# start of DATA EXCERPTS

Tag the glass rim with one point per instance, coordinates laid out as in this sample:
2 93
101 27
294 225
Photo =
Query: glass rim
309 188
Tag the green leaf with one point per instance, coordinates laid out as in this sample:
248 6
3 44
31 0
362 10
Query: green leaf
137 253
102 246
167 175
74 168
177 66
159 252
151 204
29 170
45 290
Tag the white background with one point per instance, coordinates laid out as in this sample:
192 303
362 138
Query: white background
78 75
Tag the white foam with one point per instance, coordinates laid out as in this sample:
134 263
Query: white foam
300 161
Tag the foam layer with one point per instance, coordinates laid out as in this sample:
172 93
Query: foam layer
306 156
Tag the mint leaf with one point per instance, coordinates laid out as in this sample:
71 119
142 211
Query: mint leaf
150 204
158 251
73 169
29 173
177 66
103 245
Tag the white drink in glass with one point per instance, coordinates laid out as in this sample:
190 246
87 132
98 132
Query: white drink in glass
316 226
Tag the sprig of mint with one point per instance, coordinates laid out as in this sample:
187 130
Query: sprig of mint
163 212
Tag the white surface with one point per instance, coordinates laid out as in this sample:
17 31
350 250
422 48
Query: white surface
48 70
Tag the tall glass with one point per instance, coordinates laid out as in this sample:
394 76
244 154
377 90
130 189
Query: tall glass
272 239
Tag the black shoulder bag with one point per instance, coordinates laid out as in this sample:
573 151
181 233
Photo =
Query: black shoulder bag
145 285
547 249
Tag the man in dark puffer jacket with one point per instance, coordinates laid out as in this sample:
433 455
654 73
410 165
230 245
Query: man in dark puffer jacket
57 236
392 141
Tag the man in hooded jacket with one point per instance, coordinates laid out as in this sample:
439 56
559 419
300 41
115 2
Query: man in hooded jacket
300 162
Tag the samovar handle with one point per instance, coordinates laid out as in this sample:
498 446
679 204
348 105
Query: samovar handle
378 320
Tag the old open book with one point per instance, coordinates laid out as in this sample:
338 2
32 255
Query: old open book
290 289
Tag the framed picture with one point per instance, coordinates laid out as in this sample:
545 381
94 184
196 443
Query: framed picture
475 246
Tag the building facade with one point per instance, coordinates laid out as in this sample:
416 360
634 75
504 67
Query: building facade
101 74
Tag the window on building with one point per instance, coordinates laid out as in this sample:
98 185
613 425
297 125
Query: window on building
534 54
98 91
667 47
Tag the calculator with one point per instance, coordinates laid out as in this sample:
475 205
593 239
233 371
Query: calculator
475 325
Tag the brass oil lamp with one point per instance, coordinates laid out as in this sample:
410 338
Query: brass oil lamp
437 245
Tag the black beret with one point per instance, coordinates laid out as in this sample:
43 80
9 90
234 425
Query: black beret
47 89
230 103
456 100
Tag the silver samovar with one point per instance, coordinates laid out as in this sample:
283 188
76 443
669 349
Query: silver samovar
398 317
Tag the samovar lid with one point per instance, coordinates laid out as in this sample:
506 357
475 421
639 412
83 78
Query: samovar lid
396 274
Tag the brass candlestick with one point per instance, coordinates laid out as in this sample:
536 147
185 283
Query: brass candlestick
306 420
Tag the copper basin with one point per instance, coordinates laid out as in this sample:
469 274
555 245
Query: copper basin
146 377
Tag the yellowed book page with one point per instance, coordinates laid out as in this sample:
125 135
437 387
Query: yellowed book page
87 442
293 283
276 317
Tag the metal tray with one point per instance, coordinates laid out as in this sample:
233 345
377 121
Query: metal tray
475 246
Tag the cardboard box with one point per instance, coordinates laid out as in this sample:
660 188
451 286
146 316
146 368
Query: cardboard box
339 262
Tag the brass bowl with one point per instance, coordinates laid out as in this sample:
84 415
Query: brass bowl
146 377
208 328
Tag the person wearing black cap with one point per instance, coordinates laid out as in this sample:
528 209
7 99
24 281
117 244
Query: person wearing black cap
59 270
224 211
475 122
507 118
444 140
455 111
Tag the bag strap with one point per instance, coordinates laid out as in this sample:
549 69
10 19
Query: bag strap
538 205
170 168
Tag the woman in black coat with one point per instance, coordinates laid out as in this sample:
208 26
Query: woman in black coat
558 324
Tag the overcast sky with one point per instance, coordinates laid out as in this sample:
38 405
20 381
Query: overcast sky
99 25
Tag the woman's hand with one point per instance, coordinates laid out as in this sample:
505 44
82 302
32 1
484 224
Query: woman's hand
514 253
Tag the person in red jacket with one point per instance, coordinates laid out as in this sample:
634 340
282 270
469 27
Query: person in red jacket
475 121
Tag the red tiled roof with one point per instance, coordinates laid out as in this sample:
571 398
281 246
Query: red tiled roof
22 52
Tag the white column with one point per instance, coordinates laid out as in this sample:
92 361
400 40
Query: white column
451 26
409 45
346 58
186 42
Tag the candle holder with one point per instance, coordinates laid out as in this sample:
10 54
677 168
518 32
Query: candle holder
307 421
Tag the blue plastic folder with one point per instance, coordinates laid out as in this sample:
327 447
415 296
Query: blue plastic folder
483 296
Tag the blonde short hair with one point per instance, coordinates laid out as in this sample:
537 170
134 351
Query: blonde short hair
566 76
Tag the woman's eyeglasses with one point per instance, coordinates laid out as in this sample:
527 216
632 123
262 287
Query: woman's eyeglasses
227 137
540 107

# end of DATA EXCERPTS

STATED EXERCISE. Reproduce every entry above, substituting "a single point for each instance" wherever "one point per instance" occurs and leaving all other text unchanged.

FINISHED ANSWER.
Tag the glass rim with a single point for each instance, coordinates laid out as in this sample:
2 93
101 27
294 225
Photo =
Query: glass rim
309 188
Tag the green leaf with a single point for each instance, coordinates laid out as in this sample:
248 6
3 44
31 0
362 10
Query: green leaf
137 253
102 246
167 175
74 168
177 66
159 252
151 204
29 170
45 290
Tag the white background with a single point for each instance, coordinates laid out as in this sample:
192 303
362 138
Query: white background
78 75
Tag the white foam with a single point for each instance, coordinates laid out as in this sample:
134 263
Query: white foam
300 161
Tag the foam layer with a single point for each instance, coordinates laid out as in this sample:
172 93
Query: foam layer
306 156
Tag the mint leaf with a single point for each instance, coordinates laid out as in this sample:
71 119
142 211
Query: mint leaf
150 204
158 251
73 169
29 173
177 66
103 245
Tag the white drink in glass with a single point for each instance, coordinates laid out as in this sample:
190 246
87 132
98 132
Query: white drink in glass
316 226
Tag the sprig of mint with a single point for each instance, coordinates laid out as in this sample:
187 130
Query: sprig of mint
163 212
Tag the white surface with a single point for each instance, coordinates laid out as in this sample:
17 31
350 250
422 48
Query: white surface
48 70
Tag the tall glass with a single point for each instance, coordinates laid out as in this sample:
394 76
244 154
377 90
130 189
Query: tall glass
272 239
Tag the black shoulder bag with a single point for each instance, coordinates laid out as in this sample:
573 151
181 233
Photo =
Query: black shoulder bag
145 285
547 249
Tag the man in dark puffer jacket with a single point for each instance, coordinates laid out as in this sample:
433 455
654 73
410 165
230 245
Query: man in dark puffer jacket
57 236
392 141
Tag the man in hooded jacket with a single point for each instance, coordinates laid out as in this sample:
439 56
559 419
300 41
115 2
Query: man in hooded jacket
300 162
Tag the samovar handle with a single point for each instance, coordinates laid out as in this sample:
498 446
679 204
348 105
Query: samovar handle
378 320
Tag the old open book with a single point for each instance, coordinates laid out as in this sample:
338 2
32 255
Query: old open book
290 289
Tag the framed picture with a single point for each instance, coordinates laid out as in this sample:
545 381
94 184
196 443
Query: framed picture
475 246
Tag the building facade with a single point for each instance, coordinates laid out as in this sample:
416 360
634 75
504 67
Query: building facade
101 74
Tag the window on building with a single point for each instance, coordinates laid out as in this sample:
98 185
613 425
297 125
Query: window on building
534 54
98 91
667 47
Tag the calculator with a single point for each instance, coordinates laid out as in this sample:
475 205
593 239
233 371
Query: calculator
475 325
Tag the brass oil lamp with a single point for each instance, coordinates laid out as in this sample:
410 338
Query: brass oil lamp
437 245
Tag the black beret with a single point for each instance, coordinates laid out as in this sample:
43 80
9 90
234 425
Query: black beret
47 89
230 103
456 100
Tag the silver samovar with a single point for each instance, coordinates laid out as in this sample:
283 188
76 443
669 349
Query: silver samovar
398 317
Tag the samovar lid with a single point for each instance, coordinates laid out as in this sample:
506 357
475 421
639 412
83 78
Query: samovar lid
396 274
Tag the brass candlestick with a single point for each instance, coordinates laid out as in this sample:
536 147
185 283
Query: brass candlestick
306 420
Tag the copper basin with a single point for each instance, coordinates laid out as in this sample:
469 274
555 245
Query: copper basin
146 377
Tag the yellowed book page with a single point for each instance, coordinates laid out as in this sample:
125 135
437 387
Query: yellowed book page
87 442
293 283
276 317
Tag the metal tray with a single point for each instance, coordinates laid out as in this sample:
233 345
377 121
Query: metal tray
475 246
Tag the cardboard box with a single point for each instance, coordinates laid out as in this sample:
660 188
451 286
146 316
146 368
Query: cardboard box
339 262
Tag the brass bowl with a single point for each instance, coordinates laid out as in this sample:
84 415
Query: brass bowl
146 377
208 328
Tag the person wearing black cap with a single point for each instance, coordinates laid out as in this sample:
528 209
7 99
24 281
117 244
Query: person wearing black cap
59 270
224 211
475 122
507 118
444 140
455 111
Tag the bag strap with a single point for each instance, coordinates laid out as in this sample:
549 69
10 19
Query: bag strap
538 205
170 168
Tag the woman in black coat with a single point for each instance, coordinates laid out as in this sample:
208 26
Query: woman in black coat
558 324
Tag the overcast sky with a single point for each instance, coordinates laid out as in this sample:
38 405
20 381
Query: overcast sky
99 25
Tag the woman's hand with a single point for each instance, coordinates laid out as in this sample:
505 44
82 302
32 1
484 224
Query: woman's hand
514 253
Tag the person in red jacket with a single point for each instance, coordinates laid out as in this sample:
634 340
282 270
469 27
Query: person in red jacket
475 121
Tag the red tiled roof with a single point for each instance, coordinates laid out as in this sample:
571 398
281 246
Query: red tiled roof
22 52
Tag the white column with a single point for each instance, coordinates laid out as in this sample:
92 361
400 40
Query: white column
451 26
409 45
346 58
186 42
Tag the candle holder with a single point for each instance, coordinates laid out as in this sample:
10 54
677 168
518 32
Query: candle holder
307 421
Tag the blue plastic folder with a single point for each instance, coordinates laid out as in this sample:
327 447
415 296
Query: blue plastic folder
483 296
Tag the blonde short hair with a single point for each instance, coordinates laid out as in this sample:
537 170
134 351
Query: blonde short hair
566 76
Tag the woman's eyeglasses with a single point for each instance, coordinates laid out as in this sample:
527 216
632 123
262 287
Query: woman's eyeglasses
227 137
540 107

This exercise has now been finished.